- **SET TASKS**
[A] In the piece on the KPMG prosecution, print everything from "Fortunately, the KPMG" down to "the defendants’ expenses.".
[B] List every passage that the piece on the KPMG prosecution places in quotation marks.

- **PAGE**
════════════════
Finally, having ensured that indicted KPMG employees would be all but helpless, prosecutors charged eight of the firm’s former employees, and KPMG cut off their legal expenses. In October 2005, a superseding indictment accused 17 former KPMG employees and 2 outsiders of conspiring to defraud the IRS. With millions of documents and hundreds of depositions at issue, it was reckoned that a defendant would need $20 million to go to trial.

FIGHTING BACK

Fortunately, the KPMG defendants did not succumb to the coercion of the government and accept short prison terms in exchange for guilty pleas. Instead, they moved to have the charges against them dismissed, saying that prosecutors had vitiated their rights to a fair trial by forcing KPMG to cut off the money it had promised for their legal bills. In March 2006, the government—unbelievably—declared that it had never objected to KPMG’s paying the defendants’ expenses.

Judge Lewis Kaplan, who was overseeing the case, heard the evidence and didn’t buy the government’s argument for a second. He wrote, in his June decision, that “it had been the longstanding voluntary practice of KPMG to advance and pay legal fees, without a present cap or condition of cooperation with the government, for counsel for partners, principals, and employees of the firm.” Admittedly, this was a private deal between KPMG and its employees. But the government obviously caused the firm to change its practice—and that was not a private matter. On the basis of the Thompson Memorandum, prosecutors forced KPMG to withhold money for legal defense that its employees had a right to expect. “KPMG refused to pay because the government held the proverbial gun to its head.” That, in turn, undermined “the proper function of the adversary process” and violated the defendants’ Sixth Amendment right to the assistance of counsel.

The goal of a prosecutor is justice, Kaplan said, not victory.
════════════════
[Entries from an annotation dataset]
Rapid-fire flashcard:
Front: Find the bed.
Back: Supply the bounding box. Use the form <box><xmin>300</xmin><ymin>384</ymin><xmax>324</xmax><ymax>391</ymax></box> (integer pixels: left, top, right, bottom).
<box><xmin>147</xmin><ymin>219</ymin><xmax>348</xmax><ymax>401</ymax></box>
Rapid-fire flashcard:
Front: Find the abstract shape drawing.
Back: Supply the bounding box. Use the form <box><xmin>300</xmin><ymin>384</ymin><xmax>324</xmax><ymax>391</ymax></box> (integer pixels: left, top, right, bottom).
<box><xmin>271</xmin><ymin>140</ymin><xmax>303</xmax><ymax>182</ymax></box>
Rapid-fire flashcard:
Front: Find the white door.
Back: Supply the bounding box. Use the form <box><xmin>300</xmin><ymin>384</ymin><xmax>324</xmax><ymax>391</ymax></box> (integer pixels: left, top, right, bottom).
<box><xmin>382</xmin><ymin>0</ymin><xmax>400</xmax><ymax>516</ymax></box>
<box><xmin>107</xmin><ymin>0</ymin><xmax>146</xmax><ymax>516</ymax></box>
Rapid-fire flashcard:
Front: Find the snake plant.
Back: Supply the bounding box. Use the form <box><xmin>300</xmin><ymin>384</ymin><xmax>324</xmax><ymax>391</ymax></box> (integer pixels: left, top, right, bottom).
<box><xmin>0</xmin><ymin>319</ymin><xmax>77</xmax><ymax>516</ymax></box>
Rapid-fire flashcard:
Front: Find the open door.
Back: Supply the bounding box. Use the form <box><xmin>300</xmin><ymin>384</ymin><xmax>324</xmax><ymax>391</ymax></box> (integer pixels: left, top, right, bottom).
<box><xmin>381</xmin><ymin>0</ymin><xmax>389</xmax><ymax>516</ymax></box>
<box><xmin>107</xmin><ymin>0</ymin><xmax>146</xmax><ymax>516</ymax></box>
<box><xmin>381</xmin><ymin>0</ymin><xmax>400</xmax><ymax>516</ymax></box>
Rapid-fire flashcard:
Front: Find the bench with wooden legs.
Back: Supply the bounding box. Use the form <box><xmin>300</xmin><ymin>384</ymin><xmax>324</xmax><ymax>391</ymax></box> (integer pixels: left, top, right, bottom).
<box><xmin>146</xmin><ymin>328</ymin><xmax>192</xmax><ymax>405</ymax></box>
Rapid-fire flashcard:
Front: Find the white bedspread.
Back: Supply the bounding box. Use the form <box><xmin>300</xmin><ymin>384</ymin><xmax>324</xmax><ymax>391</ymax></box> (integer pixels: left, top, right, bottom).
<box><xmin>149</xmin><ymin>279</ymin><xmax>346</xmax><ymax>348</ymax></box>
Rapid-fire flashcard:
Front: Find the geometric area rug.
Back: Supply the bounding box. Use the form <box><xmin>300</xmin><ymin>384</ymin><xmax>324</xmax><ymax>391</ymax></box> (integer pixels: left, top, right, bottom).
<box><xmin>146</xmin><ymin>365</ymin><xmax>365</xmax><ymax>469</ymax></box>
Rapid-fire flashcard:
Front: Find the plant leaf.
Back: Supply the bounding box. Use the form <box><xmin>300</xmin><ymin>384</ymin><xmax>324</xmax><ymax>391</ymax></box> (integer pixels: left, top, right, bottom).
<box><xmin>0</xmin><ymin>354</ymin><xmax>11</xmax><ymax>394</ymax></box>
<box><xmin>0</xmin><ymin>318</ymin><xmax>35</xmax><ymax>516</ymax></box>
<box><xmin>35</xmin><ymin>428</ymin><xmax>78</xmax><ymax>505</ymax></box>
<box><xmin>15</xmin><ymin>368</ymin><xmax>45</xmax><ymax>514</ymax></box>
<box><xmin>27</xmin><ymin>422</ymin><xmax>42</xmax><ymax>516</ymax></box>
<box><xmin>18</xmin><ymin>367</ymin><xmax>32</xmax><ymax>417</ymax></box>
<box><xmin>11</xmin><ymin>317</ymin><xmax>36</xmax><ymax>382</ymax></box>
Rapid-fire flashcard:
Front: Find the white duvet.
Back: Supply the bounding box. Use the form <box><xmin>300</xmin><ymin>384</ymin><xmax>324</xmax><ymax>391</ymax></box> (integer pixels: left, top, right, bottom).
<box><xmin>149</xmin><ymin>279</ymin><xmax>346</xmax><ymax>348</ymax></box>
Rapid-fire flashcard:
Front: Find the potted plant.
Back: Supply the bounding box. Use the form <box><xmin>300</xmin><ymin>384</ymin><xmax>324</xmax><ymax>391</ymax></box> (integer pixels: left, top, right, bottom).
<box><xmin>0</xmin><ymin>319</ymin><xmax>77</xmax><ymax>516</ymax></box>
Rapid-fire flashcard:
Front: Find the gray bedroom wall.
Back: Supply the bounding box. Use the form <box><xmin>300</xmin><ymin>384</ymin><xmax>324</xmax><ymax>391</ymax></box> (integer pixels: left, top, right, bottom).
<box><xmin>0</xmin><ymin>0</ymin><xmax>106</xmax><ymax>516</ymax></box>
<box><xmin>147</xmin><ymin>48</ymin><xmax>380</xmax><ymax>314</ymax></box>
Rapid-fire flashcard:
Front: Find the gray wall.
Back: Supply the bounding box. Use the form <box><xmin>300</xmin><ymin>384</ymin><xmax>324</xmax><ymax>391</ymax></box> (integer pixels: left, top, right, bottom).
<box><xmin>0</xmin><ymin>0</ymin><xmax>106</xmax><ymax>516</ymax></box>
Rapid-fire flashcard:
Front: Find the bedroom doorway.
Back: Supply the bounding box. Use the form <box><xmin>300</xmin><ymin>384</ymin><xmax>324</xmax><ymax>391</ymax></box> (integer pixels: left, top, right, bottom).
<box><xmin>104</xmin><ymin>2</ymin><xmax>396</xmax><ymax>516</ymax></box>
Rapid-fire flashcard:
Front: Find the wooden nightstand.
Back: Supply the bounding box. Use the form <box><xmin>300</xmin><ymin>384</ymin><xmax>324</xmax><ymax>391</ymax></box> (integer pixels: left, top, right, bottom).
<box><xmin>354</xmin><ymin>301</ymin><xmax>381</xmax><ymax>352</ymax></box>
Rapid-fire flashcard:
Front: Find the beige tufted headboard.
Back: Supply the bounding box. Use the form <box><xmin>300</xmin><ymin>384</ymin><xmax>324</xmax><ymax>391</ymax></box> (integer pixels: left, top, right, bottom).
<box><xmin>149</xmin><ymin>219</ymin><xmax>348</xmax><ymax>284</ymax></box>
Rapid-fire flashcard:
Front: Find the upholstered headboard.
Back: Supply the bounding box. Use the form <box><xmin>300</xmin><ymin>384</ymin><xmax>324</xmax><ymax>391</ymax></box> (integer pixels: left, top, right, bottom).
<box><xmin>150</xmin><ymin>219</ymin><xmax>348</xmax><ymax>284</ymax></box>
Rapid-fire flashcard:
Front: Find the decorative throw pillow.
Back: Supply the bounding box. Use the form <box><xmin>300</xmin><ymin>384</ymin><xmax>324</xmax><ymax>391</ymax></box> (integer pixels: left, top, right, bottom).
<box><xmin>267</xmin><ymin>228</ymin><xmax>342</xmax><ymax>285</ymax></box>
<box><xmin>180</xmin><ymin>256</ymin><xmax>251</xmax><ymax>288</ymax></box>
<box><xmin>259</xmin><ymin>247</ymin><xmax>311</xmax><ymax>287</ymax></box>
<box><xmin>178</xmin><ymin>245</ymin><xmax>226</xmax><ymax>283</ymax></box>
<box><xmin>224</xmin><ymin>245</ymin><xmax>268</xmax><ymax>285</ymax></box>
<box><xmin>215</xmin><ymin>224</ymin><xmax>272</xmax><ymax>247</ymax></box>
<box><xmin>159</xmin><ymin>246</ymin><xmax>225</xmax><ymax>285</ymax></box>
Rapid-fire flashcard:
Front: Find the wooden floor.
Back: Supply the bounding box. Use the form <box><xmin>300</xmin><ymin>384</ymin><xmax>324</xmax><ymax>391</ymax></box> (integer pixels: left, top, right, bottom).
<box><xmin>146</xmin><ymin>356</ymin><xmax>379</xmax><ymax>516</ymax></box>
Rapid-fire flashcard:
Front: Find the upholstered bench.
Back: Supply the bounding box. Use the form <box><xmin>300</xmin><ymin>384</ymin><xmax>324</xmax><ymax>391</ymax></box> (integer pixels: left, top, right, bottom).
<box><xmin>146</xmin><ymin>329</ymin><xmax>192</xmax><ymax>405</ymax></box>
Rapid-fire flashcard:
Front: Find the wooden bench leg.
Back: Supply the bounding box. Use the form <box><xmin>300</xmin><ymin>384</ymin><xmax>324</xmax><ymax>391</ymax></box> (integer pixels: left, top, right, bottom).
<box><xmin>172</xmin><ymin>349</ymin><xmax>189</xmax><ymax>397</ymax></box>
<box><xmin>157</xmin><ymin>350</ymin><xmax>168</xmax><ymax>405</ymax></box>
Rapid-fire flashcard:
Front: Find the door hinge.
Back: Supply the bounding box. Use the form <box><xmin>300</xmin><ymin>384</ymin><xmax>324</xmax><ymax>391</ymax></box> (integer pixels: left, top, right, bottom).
════════════════
- **FINAL ANSWERS**
[A]
Fortunately, the KPMG defendants did not succumb to the coercion of the government and accept short prison terms in exchange for guilty pleas. Instead, they moved to have the charges against them dismissed, saying that prosecutors had vitiated their rights to a fair trial by forcing KPMG to cut off the money it had promised for their legal bills. In March 2006, the government—unbelievably—declared that it had never objected to KPMG’s paying the defendants’ expenses.

[B]
- "it had been the longstanding voluntary practice of KPMG to advance and pay legal fees, without a present cap or condition of cooperation with the government, for counsel for partners, principals, and employees of the firm."
- "KPMG refused to pay because the government held the proverbial gun to its head."
- "the proper function of the adversary process"